[Source records]

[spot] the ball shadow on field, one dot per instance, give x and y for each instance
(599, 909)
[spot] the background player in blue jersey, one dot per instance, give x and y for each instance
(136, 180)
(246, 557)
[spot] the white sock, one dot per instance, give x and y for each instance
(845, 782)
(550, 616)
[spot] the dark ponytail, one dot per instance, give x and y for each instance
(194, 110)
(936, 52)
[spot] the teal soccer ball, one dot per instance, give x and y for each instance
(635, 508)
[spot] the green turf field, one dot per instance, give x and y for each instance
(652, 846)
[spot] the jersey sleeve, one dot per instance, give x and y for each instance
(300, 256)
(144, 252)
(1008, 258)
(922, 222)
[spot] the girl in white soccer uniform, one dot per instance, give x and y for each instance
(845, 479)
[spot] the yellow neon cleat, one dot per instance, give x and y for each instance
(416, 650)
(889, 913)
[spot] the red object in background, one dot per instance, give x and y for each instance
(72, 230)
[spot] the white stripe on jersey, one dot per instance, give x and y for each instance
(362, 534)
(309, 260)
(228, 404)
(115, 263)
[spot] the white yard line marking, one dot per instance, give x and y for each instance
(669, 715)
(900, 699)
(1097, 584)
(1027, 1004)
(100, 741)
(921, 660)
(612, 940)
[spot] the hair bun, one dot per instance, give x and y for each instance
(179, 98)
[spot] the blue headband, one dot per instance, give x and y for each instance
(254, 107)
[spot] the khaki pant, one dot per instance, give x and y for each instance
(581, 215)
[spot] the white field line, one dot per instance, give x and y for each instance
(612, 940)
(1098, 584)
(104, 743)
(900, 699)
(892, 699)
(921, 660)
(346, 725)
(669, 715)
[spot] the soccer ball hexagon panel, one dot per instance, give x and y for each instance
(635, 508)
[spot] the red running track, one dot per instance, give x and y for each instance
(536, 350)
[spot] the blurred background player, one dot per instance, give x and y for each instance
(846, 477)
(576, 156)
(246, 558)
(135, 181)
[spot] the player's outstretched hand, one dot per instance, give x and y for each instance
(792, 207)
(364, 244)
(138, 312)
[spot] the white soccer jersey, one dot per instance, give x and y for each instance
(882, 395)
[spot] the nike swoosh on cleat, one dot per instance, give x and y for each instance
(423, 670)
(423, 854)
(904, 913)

*Your task:* Lay out all the items above as a two-column CSV with the columns text and answer, one row per item, holding the item's wording in text and its answer in answer. Wrap each field in double quotes and replace any line breaks inside a field with spaces.

*Answer to the task:*
text,answer
"[spot] the ball shadow on field, one dot per instance, give x and y for each instance","(599, 909)"
"[spot] the background player in blue jersey, one dot per instance, give x and y for each instance","(136, 180) (246, 557)"
"[spot] the white sock, one dot per instance, give x and y for each instance","(845, 782) (550, 616)"
"[spot] the dark ponytail, one dot per instance, give x and y for each instance","(194, 110) (936, 52)"
"[spot] the teal soccer ball, one dot per instance, give x and y for each instance","(635, 508)"
"[spot] the green turf field, one dot per instance, give x and y for each instance","(652, 846)"
"[spot] the jersey sleeve, one dot per instance, give x and y for each instance","(300, 256) (144, 252) (1008, 258) (922, 222)"
"[spot] the girl in white soccer uniform, one dot per instance, give x and y for each instance","(845, 479)"
"[spot] the yellow neon cleat, one dot per instance, give x and y for each instance","(416, 650) (889, 913)"
"[spot] the red object in background, one dot per instance, give x and y for each instance","(72, 230)"
"[spot] the white stripe on jersey, one dot per instance, give x and y for each instance","(362, 534) (309, 260) (228, 404) (115, 263)"
"[spot] the white yard line marking, one dot per instance, give x and y for each instance","(669, 715) (900, 699) (1097, 584) (1027, 1004) (100, 741) (921, 660) (612, 940)"
"[spot] the hair bun, one dot per instance, give x and y for each instance","(179, 98)"
"[spot] the blue headband, one dot per instance, give x and y for each instance","(254, 107)"
"[spot] the khaki pant, one dot per instance, give x and y for each instance","(581, 215)"
"[spot] the white field line, one dot per instance, give x and y for each instance","(612, 940) (1098, 584) (104, 743) (900, 699) (892, 699) (921, 660) (346, 725) (669, 715)"
"[spot] the soccer ball hexagon panel, one dot per instance, give x and y for each instance","(635, 508)"
"[spot] the red running track, one dot per instance, give x and y for each instance","(536, 350)"
"[spot] the blurred background player, one dot per instance, give x and y for each instance","(846, 477) (576, 156) (246, 558) (135, 181)"
"[spot] the player's outstretched hand, one dot per instance, give x and y for each instance","(792, 207) (364, 244) (138, 312)"
"[spot] the white soccer jersey, one dot per instance, give x and y for each instance","(882, 395)"
"[spot] the nike swoosh on cleat, one dot per instance, give x and y for each instance","(423, 670) (423, 854) (904, 913)"